### Extrait fourni

Mais le ton global de la série reste humoristique et les problèmes des personnages, même s’ils peuvent être graves, trouvent toujours des solutions grâce à leurs bons sentiments.
One day at a time propose donc des représentations et thématiques rafraîchissantes dans l’univers des sitcoms : personnages principaux latinos, homo, de genre non binaire (comme se définit la copine de Elena, Syd), âgés. L’amour ou le mariage ne sont pas les buts ultimes de la vie des protagonistes. Illes sont engagés politiquement, chacun dans leur domaine. Pour finir, les femmes sont indépendantes, puissantes et intelligentes. Malgré tout, la série reste du divertissement et elle s’avale en même temps qu’un plateau-repas.
C’est peut-être à cause de cette ambition de rester à tout prix fun et facile à regarder que certaines thématiques très importantes, telle que le consentement, la transidentité ou encore la précarité, sont traitées parfois de manière superficielle et didactique, un peu entre la poire et le fromage. D’autres épisodes, par contre, au lieu de nous expliquer le « bon comportement » à avoir, nous présentent des situations inédites et très touchantes.
Elena, qui a quinze ans dans la première saison, est une jeune ado rebelle, engagée dans les causes écologistes et féministes. Elle passe ses samedis en manif, elle est très intello, ne se laisse jamais marcher sur les pied. Malgré (ou à cause de) son fort caractère, elle n’a apparement pas beaucoup d’ami.e.s. Elle est souvent le relais des discours didactiques sur les « bonnes manières » de se comporter. Les ressorts comiques du personnage d’Elena sont basés sur ses révoltes constantes et le fait qu’elle est de toutes les batailles. Malgré tout, elle est très attachante et ses combats ne sont pas ridiculisés. Au contraire, si sa famille est parfois fatiguée de la voir remettre sans cesse en question l’ordre établi, elle finit souvent par la rejoindre et l’appuyer.
Son frère, Alex, treize ans au début de la série, est son antithèse : il est très populaire, il ne réfléchit pas énormément, il est moyen à l’école. On insiste aussi dans la série sur le fait qu’il est beau et qu’il a du succès auprès des filles. Il est adulé par sa grand-mère. On pourrait se dire qu’il va s’opposer à Elena, ce qui est parfois brièvement le cas, mais ils finissent toujours par se réconcilier et Alex soutient sa soeur, notamment face à leur père. Celui-ci accepte très mal le coming-out d’Elena et l’abandonne lors de sa première danse de quinceanera2 . Alex la rejoint alors sur la piste.

######
### Données extraites

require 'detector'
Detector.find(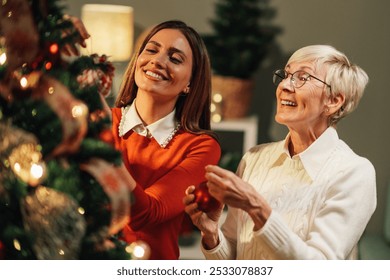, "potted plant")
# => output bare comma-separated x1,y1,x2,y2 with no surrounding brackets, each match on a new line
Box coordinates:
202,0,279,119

######
### Données extraites

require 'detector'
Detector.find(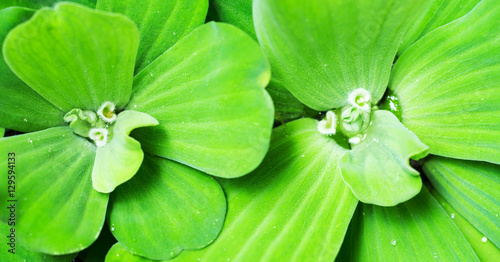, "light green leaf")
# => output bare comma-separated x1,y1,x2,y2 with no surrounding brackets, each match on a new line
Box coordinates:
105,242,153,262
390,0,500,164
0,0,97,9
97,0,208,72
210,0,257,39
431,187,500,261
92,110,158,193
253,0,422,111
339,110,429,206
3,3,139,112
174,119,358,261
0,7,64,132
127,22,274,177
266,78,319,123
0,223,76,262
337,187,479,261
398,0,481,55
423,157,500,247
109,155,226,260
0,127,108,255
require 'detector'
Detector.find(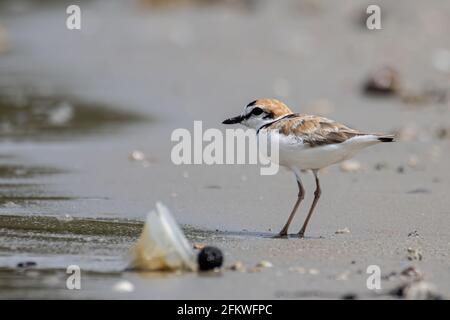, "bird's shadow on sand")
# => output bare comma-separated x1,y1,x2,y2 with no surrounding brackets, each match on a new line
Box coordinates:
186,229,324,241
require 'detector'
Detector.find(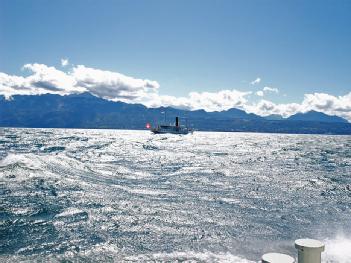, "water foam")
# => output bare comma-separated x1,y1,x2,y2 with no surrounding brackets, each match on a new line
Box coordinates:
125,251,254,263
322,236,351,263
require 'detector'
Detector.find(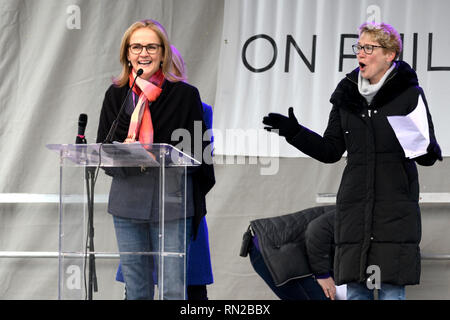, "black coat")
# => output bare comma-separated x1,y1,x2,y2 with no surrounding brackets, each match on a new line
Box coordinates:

######
### Données extraites

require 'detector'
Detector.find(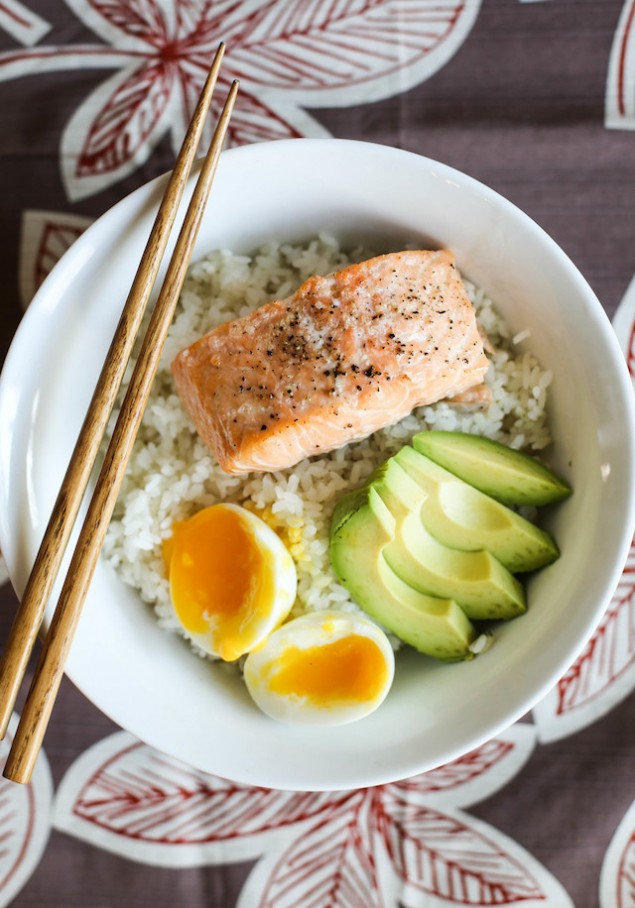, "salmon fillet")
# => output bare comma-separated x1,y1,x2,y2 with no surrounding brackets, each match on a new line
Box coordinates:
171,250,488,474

######

* Énoncé:
Réécrivez sous forme de liste, s'il vous plaît, le paragraphe de l'extrait fourni qui commence par « Elena, qui a quinze ans », en conservant ses faits principaux.

* La solution:
- Dans la première saison, Elena a quinze ans. C'est une adolescente rebelle, engagée dans les causes écologistes et féministes.
- Elle passe ses samedis en manifestation, elle est très intello et ne se laisse jamais marcher sur les pieds.
- Malgré (ou à cause de) son fort caractère, elle semble avoir peu d'ami.e.s.
- Elle porte souvent les discours didactiques sur les « bonnes manières » de se comporter.
- Le comique du personnage repose sur ses révoltes constantes et sur sa présence dans toutes les batailles.
- Elle reste très attachante, et ses combats ne sont pas ridiculisés.
- Sa famille est parfois lassée de la voir remettre en question l'ordre établi, mais elle finit souvent par la rejoindre et la soutenir.